---------- Dataset records
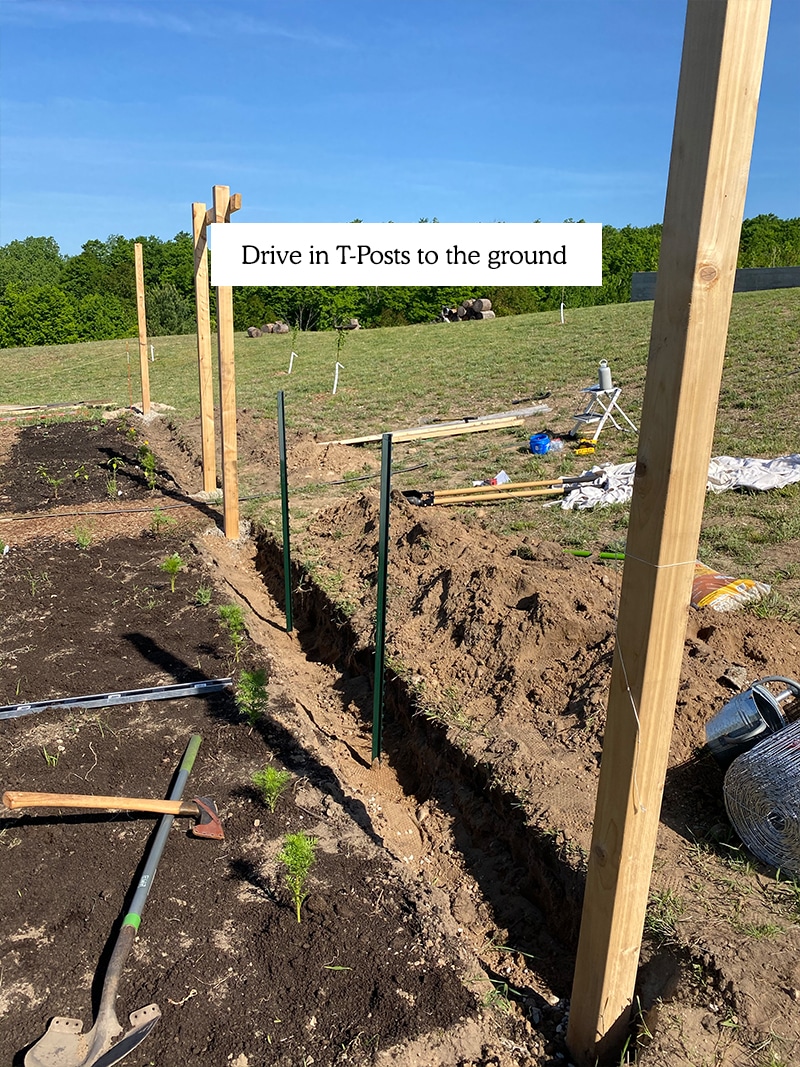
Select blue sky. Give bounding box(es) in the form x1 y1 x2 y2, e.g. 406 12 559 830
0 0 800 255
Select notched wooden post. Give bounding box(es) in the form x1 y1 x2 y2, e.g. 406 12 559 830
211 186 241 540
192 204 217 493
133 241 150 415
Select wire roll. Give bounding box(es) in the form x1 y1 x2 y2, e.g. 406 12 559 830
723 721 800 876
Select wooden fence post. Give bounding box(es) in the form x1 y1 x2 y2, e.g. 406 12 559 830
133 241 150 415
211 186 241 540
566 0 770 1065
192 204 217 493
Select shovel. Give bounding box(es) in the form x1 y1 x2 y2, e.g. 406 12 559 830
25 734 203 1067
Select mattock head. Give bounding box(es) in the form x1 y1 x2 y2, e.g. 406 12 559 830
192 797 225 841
--------------------
◆ Direction ◆
Copy every record above exactly as written, but leave out the pictures.

◆ Correct answer ◆
Select blue sky. Give bounding box(es) in the form x1 y1 x2 y2, e.g. 406 12 559 830
0 0 800 255
Select notched wooden post. Give bounding box(es) in the form x1 y1 x2 y2, e.g. 406 12 559 830
211 186 241 540
192 204 217 493
133 241 150 415
Select wire roll. Give bounding box(es) in the form x1 y1 x2 y2, e.g. 406 12 559 830
723 721 800 876
Select wooden fence post. Give bounding box(es) in the form x1 y1 x2 y2, e.g. 406 12 559 830
133 241 150 415
211 186 241 540
566 0 770 1065
192 204 217 493
Select shovel. Give bounding box(es) in the form x1 y1 x2 y2, e.g. 406 12 559 830
25 734 203 1067
Select mattock head. Give bounding box(es) in the form x1 y1 x2 y2, e.g. 406 12 559 830
192 797 225 841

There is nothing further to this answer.